Instruction 1
Copy the listing below word for word, from its first line through the line containing "[[80, 582]]", including both of those lines.

Page extract
━━━━━━━━━━━━━━━━━━━━
Craig Philips was born in Liverpool in 1971, the younger of 2 children, his family moved to Shropshire in the late 1980s. At 18, Craig secured a bricklaying apprenticeship whilst employed with Wrekin Council’s construction department.
Determined to ensure he excelled in his chosen profession, he attended further night school classes in advanced brickwork and civil engineering. Having qualified with a City & Guilds, Craig went on to set up his own building company.
In 2000 Craig when shot to fame winning the first ‘Big Brother’ and with it the hearts of a nation, many viewers already knew he was a self-made entrepreneur. He set up and ran his own highly successful building company for 10 years throughout the 1990’s and had started developing his own property portfolio employing 30 tradesmen and operating a company with an annual turnover of over 1 million. He is now recognised as a successful property developer with numerous dwellings in his portfolio, all of which have been personally designed, restored and project managed by Craig and his team.
Television Presenting
His public appeal shown in Big Brother along with his vast property experience, construction knowledge and down to earth manner were quickly spotted by television executives and he was drafted in as a resident expert on various TV programmes. Craig has now presented over 700 shows and appeared on shows for all the major broadcasters including BBC, ITV, C4, Five, UKTV Style and Discovery Realtime His programmes have been seen not only in the UK but across the globe reaching millions of viewers on a daily basis throughout Europe and as far as Korea, New Zealand and the USA.
Shows Craig has either presented, co-presenter or appeared as regularly as resident expert on include ’60 Minute Makeover’ (ITV1),’Housecall’ (BBC1), ‘Big Strong Boys’ (BBC1), ‘Conversion’ (Discovery Realtime), ‘Trading Up’ (BBC1 & UK Style), ‘Hung, Drawn & Quartered (British Forces Broadcasting Service)’, ‘Renovation Street’ (ITV1 & Discovery Realtime), ‘Builders Sweat & Tears’ (BBC1) ‘Our House’ (UK Style), ‘Housecall In The Country’ (BBC1), Craig’s Trade Tips (BBC1) and ‘Boyz In The Wood’ (Discovery Realtime) amongst others. He has presented TV shows across the globe, destinations including Canada, Gibraltar, Falkland Islands, Germany, Cyprus, Kosovo, Bosnia, France, Spain and Ascension Island in the middle of the Atlantic Ocean.
In 2003, Craig merged with a top BBC cameramandirector to form their own independent production company Avent Productions which has since gone on to produce projects for a range of broadcast and corporate clients. Craig has now executive produced and presented shows for Discovery worldwide and the British Forces Broadcasting Service reaching 17 countries within the United Nations worldwide.
In addition, Craig is often asked to make television guest appearances on entertainment and factual programmes and has appeared on numerous shows for broadcasters in the UK and Northern Ireland.
Building School
In 2005 Craig set up the largest independent construction training centre in the North-West. The 25,000 square feet facility was designed and built by Craig and his team to simulate a real construction site environment.
After 2 years of planning and development, Cherie Booth QC and a whole host of celebrities formally opened the doors to the first 152 students. Craig’s vision created a centre which simulates a real construction environment providing facilities for a range of building trades and this was recognised by the CITB who gave the centre full accreditation and the accolade of providing the best wet trades training facilities in the UK. Today the facility is now 100,000 square feet, delivering a variety of work based learning courses in numerous construction disciplines, with the capacity to train up to 500 students on site.
━━━━━━━━━━━━━━━━━━━━
Dataset records
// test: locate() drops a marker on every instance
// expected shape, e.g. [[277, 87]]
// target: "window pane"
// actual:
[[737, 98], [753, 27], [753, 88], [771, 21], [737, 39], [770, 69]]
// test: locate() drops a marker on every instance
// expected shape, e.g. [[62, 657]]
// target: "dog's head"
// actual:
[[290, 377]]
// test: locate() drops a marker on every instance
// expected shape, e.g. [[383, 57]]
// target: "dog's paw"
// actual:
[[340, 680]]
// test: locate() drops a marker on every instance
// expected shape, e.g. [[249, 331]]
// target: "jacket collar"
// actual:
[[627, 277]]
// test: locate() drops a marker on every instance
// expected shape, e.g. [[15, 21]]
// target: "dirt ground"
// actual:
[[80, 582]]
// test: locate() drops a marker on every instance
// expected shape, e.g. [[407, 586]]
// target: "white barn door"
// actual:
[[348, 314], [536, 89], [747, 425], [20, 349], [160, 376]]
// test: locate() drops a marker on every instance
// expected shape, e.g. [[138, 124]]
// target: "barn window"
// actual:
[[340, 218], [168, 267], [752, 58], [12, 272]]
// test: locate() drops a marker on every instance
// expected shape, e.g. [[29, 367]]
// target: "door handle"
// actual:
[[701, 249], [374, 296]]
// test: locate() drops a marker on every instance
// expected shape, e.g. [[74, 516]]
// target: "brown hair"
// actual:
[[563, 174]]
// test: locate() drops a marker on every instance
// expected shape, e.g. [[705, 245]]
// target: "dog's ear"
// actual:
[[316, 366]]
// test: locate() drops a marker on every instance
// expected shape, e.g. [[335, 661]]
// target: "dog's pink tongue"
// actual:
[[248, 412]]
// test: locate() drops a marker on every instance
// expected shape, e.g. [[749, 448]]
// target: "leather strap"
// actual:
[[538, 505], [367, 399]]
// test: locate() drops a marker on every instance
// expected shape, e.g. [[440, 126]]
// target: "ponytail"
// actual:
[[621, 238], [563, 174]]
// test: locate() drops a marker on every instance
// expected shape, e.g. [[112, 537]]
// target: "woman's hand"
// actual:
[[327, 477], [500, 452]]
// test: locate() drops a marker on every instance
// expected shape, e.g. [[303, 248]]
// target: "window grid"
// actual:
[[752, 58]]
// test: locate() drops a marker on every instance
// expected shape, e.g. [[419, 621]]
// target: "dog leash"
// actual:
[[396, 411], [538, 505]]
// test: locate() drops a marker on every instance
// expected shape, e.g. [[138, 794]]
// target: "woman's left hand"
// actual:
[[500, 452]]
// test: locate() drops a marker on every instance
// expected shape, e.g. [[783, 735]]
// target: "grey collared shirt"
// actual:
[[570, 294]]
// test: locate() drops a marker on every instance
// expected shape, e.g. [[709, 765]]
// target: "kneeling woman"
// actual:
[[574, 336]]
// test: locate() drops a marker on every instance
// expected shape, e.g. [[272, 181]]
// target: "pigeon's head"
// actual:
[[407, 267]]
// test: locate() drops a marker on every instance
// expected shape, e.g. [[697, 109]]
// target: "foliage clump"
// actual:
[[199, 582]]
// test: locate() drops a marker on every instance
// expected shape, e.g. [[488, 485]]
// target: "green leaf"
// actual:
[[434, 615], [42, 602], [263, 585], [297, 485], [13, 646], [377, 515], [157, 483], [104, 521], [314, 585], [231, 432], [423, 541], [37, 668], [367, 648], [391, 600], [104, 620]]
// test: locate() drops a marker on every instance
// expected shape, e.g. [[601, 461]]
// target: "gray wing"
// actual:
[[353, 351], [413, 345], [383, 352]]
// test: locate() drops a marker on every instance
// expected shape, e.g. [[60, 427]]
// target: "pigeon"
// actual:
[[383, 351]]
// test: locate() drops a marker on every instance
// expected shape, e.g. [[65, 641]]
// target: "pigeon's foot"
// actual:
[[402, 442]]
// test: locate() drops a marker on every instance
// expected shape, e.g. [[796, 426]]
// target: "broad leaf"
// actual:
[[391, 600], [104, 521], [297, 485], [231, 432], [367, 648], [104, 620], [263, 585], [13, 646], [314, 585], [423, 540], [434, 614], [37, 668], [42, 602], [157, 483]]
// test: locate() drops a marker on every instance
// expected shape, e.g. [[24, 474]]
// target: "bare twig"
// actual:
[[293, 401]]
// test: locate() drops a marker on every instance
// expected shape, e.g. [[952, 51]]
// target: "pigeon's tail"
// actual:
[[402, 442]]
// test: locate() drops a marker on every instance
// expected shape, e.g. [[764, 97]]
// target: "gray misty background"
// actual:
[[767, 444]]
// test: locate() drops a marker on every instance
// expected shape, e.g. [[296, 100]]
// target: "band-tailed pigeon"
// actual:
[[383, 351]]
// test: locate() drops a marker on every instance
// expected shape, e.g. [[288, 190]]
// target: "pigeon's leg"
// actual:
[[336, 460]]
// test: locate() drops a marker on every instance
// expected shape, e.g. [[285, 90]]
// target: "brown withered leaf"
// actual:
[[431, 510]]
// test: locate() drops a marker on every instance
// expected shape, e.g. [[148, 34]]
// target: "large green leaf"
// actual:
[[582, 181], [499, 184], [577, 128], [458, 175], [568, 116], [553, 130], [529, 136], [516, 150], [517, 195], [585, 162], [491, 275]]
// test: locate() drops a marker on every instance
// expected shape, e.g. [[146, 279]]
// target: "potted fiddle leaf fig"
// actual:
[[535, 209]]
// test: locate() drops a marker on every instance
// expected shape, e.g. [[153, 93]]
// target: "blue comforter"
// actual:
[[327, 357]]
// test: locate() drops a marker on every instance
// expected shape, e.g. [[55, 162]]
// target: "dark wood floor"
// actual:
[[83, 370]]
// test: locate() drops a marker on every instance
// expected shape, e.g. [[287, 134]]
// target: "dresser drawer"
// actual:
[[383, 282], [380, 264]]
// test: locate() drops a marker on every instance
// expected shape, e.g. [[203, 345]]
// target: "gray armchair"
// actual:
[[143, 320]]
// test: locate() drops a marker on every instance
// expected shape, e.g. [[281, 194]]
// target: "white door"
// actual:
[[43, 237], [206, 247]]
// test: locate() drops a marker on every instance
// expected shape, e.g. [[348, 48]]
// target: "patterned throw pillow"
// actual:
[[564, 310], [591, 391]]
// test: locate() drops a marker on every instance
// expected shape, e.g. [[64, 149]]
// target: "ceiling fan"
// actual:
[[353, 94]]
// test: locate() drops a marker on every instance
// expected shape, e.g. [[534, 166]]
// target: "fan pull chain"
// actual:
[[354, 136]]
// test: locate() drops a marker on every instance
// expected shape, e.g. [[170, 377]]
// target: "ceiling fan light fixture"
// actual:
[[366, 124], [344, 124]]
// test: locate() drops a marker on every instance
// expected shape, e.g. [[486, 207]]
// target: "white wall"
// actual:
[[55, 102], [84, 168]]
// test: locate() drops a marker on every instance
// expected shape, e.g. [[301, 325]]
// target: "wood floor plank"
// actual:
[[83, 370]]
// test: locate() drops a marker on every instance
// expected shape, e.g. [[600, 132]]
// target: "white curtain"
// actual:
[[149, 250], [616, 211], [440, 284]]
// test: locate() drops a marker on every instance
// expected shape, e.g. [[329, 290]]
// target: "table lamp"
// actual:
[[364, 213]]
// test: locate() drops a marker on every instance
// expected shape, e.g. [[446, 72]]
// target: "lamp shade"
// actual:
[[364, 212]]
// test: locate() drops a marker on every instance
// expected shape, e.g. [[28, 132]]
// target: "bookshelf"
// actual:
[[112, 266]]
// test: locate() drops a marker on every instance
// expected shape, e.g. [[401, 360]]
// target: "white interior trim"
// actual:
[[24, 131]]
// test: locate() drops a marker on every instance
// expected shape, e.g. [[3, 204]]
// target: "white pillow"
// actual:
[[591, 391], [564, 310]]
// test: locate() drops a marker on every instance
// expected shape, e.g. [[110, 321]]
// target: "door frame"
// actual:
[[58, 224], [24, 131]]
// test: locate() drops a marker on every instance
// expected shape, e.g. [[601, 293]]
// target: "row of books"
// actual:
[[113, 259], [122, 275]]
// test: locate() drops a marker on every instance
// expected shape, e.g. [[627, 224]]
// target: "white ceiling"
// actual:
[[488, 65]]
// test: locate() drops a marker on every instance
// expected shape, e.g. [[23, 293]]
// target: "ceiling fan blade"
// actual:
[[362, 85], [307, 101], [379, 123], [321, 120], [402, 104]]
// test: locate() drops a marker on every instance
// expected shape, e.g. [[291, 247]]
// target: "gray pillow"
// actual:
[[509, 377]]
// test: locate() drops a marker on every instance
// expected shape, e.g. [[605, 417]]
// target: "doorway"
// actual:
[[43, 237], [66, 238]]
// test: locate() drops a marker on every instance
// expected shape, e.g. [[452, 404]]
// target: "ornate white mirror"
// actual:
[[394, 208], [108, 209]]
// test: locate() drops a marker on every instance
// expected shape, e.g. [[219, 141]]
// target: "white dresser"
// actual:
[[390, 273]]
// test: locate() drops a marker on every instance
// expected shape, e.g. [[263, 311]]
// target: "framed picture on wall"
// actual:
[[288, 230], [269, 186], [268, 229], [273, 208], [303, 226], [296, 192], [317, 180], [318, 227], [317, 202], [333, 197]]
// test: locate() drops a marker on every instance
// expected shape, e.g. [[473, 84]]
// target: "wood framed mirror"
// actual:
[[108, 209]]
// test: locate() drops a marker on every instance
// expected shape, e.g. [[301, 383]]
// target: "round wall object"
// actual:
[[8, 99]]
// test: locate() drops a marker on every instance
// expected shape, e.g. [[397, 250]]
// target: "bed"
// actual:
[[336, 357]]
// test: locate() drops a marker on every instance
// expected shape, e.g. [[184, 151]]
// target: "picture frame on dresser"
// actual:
━━━━━━━━━━━━━━━━━━━━
Instruction 2
According to the profile of Craig Philips, how large is his construction training facility today?

Exercise solution 1
// test: locate() drops a marker on every instance
// expected shape, e.g. [[277, 87]]
// target: "window pane"
// actual:
[[737, 98], [753, 27], [753, 88], [771, 21], [737, 39], [770, 69]]
// test: locate() drops a marker on every instance
// expected shape, e.g. [[62, 657]]
// target: "dog's head"
// actual:
[[290, 377]]
// test: locate() drops a marker on every instance
// expected shape, e.g. [[383, 57]]
// target: "dog's paw"
// actual:
[[340, 680]]
// test: locate() drops a marker on every instance
// expected shape, e.g. [[249, 331]]
// target: "jacket collar"
// actual:
[[627, 277]]
// test: locate() drops a marker on every instance
// expected shape, e.g. [[15, 21]]
// target: "dirt ground"
// actual:
[[80, 582]]

Exercise solution 2
100,000 square feet